◆ WHAT YOU WILL DO
Print all of the records. Exclude the images.

◆ INPUT RECORDS

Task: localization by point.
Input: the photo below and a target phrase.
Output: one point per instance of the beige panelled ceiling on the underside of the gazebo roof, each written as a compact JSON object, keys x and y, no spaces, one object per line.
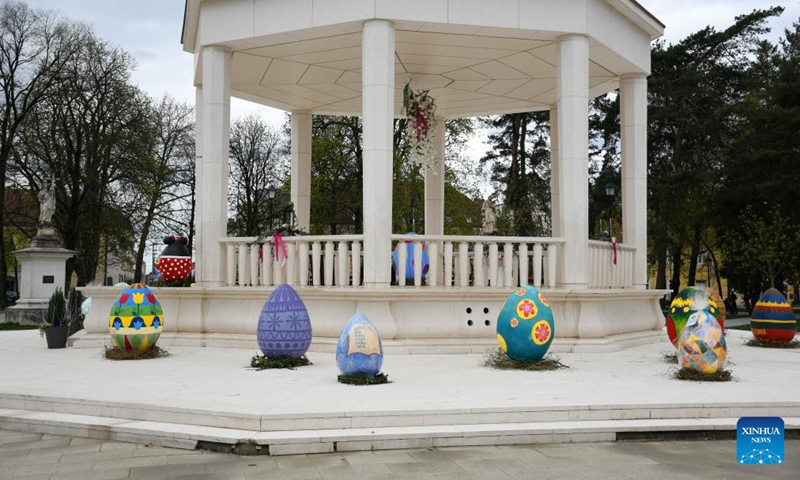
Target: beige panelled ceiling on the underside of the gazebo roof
{"x":469,"y":70}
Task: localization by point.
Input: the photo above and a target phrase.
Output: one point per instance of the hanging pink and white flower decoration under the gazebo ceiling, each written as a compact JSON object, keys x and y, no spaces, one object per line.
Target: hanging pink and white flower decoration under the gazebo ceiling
{"x":420,"y":124}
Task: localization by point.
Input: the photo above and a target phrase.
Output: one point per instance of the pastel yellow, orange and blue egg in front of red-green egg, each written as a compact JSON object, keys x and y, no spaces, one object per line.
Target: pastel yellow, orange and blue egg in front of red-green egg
{"x":701,"y":346}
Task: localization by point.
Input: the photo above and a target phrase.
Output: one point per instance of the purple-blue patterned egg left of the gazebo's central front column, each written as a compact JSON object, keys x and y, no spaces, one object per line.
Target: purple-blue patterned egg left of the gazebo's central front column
{"x":284,"y":328}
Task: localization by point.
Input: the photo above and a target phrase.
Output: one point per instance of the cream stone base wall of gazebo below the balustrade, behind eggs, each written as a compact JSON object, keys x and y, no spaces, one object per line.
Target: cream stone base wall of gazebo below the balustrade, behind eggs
{"x":410,"y":320}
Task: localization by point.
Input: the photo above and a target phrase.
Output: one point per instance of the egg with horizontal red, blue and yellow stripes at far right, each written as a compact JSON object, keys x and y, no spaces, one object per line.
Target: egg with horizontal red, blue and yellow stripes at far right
{"x":773,"y":320}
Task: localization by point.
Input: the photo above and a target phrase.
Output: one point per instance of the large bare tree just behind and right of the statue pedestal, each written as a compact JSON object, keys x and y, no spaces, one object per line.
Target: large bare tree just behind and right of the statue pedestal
{"x":88,"y":135}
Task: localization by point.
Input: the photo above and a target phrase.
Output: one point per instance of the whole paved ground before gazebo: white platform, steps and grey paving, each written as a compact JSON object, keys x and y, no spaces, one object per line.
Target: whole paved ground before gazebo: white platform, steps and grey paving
{"x":73,"y":414}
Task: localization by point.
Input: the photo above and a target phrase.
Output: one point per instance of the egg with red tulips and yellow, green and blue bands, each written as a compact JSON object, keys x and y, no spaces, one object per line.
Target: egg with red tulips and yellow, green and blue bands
{"x":136,"y":319}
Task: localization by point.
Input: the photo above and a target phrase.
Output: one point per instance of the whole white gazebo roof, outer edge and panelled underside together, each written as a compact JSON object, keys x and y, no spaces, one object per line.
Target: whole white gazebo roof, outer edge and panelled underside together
{"x":476,"y":57}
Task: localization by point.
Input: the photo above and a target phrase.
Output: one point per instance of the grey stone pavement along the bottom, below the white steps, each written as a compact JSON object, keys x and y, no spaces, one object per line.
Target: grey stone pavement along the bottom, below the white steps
{"x":37,"y":456}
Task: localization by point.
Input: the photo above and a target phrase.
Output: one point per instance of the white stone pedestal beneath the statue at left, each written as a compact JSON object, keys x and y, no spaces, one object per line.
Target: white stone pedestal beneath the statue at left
{"x":43,"y":269}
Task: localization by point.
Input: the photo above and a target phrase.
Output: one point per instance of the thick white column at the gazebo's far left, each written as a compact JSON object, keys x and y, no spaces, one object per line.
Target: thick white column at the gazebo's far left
{"x":212,"y":183}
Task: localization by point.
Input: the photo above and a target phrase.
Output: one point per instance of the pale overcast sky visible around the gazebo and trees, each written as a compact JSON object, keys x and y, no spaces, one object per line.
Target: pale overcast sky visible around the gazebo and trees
{"x":151,"y":31}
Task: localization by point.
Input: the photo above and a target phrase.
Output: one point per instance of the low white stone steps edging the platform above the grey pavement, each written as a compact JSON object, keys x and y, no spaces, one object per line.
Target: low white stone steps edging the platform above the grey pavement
{"x":254,"y":442}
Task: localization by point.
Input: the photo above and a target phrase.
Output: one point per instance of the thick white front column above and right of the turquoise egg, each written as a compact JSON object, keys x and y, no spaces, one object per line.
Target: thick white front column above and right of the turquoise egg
{"x":573,"y":157}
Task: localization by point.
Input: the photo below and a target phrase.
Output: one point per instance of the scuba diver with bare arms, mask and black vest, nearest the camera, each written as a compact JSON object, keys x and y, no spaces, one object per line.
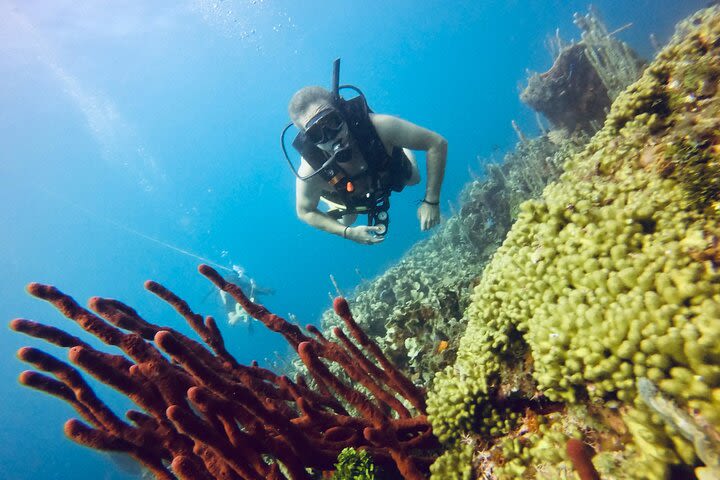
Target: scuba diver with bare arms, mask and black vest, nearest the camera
{"x":352,"y":159}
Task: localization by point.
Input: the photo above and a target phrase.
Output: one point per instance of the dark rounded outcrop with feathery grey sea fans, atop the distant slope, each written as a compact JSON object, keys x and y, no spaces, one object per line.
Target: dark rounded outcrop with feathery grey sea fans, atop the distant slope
{"x":576,"y":92}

◆ REPLY TO THE TASK
Task: localization by point.
Input: the photo below and a target phrase.
Output: one point per instance of the beige panelled ceiling on the underside of the gazebo roof, each written as a compact JSON object, keys x and y, no spaces, one object per line.
Target: beige panelled ceiling on the underside of the gazebo roof
{"x":469,"y":70}
Task: localization by point.
Input: the photo above and a target phrase.
Output: one point per instance of the hanging pink and white flower decoration under the gazebo ceiling, each written as a compact JSON object, keys x and y, no spaces, one object per line.
Target: hanging pink and white flower decoration under the gazebo ceiling
{"x":420,"y":124}
Task: localization by point.
Input: the photo above and a target phrase.
Output: one point per instance of the pastel yellow, orange and blue egg in front of red-green egg, each written as a compact JSON object, keys x and y, no spaces, one object per line.
Target: pastel yellow, orange and blue egg in front of red-green egg
{"x":701,"y":346}
Task: localization by point.
Input: the photo above and a target phrase.
Output: one point per instance of the purple-blue patterned egg left of the gazebo's central front column, each written as a compact JSON object, keys x and y, no spaces, one object per line.
Target: purple-blue patterned egg left of the gazebo's central front column
{"x":284,"y":328}
Task: localization by point.
Input: the photo above and a target phrase.
Output: one point per instance of the cream stone base wall of gazebo below the balustrade, behind eggs, each written as a compact JSON object, keys x and y, no spaces, one object per line.
Target: cream stone base wall of gazebo below the balustrade, behind eggs
{"x":410,"y":320}
Task: localization by point.
Input: the photo above and a target phrase.
Output: one point per instance of the egg with horizontal red, blue and yellow stripes at far right, each written as a compact JSON object, keys x and y, no spaces, one object per line.
Target: egg with horizontal red, blue and yellow stripes at far right
{"x":773,"y":320}
Task: localization by point.
Input: the photo above and a target phrase.
Output: one point per instance of the large bare tree just behind and right of the statue pedestal, each written as a compact JSON object, keys x and y, no spaces, one object per line.
Target: large bare tree just behind and right of the statue pedestal
{"x":88,"y":135}
Task: localization by point.
Input: the photo above and a target phrase.
Output: one point per instance of the whole paved ground before gazebo: white platform, steps and grey paving, each written as a compact JSON object, keys x and y, no spaces, one object per line.
Target: whole paved ground before gazebo: white platform, steps and grey paving
{"x":73,"y":414}
Task: localization by point.
Input: the photo above and a target phrase.
Output: one point per instance of the egg with red tulips and yellow, green and blue bands, each written as a compact JSON object, keys x and y, no spaces, one object per line.
Target: egg with red tulips and yellow, green and blue bands
{"x":136,"y":319}
Task: localization by point.
Input: the photo above and a target phrase.
Output: one point per instance of the whole white gazebo roof, outer edge and panelled underside together, each written as a compact JSON object, keys x and y, no spaces, one object per line.
Target: whole white gazebo roof, outer edge and panelled underside together
{"x":476,"y":57}
Task: localization by point.
Input: the photo above and a target phrase.
Output: one point per instance of the grey stone pavement along the bottom, below the white steps, each written as a compact JSON object, keys x and y, no spaces, one object per line.
Target: grey stone pavement along the bottom, below the white steps
{"x":37,"y":456}
Task: localization by point.
Input: the photo above and a target phrase.
Output: one point per instance of the white stone pedestal beneath the statue at left, each written as a compact JSON object, keys x and y, no spaces, one object per line.
Target: white stone pedestal beneath the statue at left
{"x":43,"y":269}
Task: localization by point.
Input: the photo above and a target phrase.
Output: one point per instance of the thick white column at the gazebo's far left, each written as a compact JSON object, keys x and y, no spaces, one object per line.
Target: thick white column at the gazebo's far left
{"x":212,"y":183}
Task: localization by point.
Input: the photo above and a target phrase.
Output: one point per instance of the pale overcast sky visible around the gazebo and trees, each written as a compact JSON object, keys x and y, no spaces, one object per line.
Target: pale overcast sky visible around the gazebo and trees
{"x":151,"y":31}
Task: localization by point.
Input: the photo above and a target phrase.
Output: one point per instance of the low white stone steps edging the platform above the grey pavement, each written as a compact JSON object, keys x and y, no spaces, one object per line.
Target: low white stone steps edging the platform above the grey pavement
{"x":254,"y":442}
Task: localization by point.
Input: the photo above and a target phrase.
Output: one point per instance of the thick white front column above and right of the turquoise egg, each written as a compact JSON object, keys x and y, no spaces, one object per line.
Target: thick white front column above and right of the turquoise egg
{"x":573,"y":157}
Task: localization by point.
Input: the photo below and a target phrase.
Output: one point per instance of the scuba diver with bare arms, mask and black vest, nearest the camera, each written as a compact JSON object, keys x and y, no spaces, one object per line.
Target: scuba diver with bare arms, mask and black vest, nearest the camera
{"x":352,"y":159}
Task: localization by point.
Input: the photo above and a target phrase.
Output: one point per instance of the dark rounded outcrop with feathery grey sea fans, atop the distant slope, each written as a compact JSON object, keys x and y, no spaces, one object per line.
Target: dark rounded outcrop with feathery grey sea fans, atop the distant slope
{"x":576,"y":92}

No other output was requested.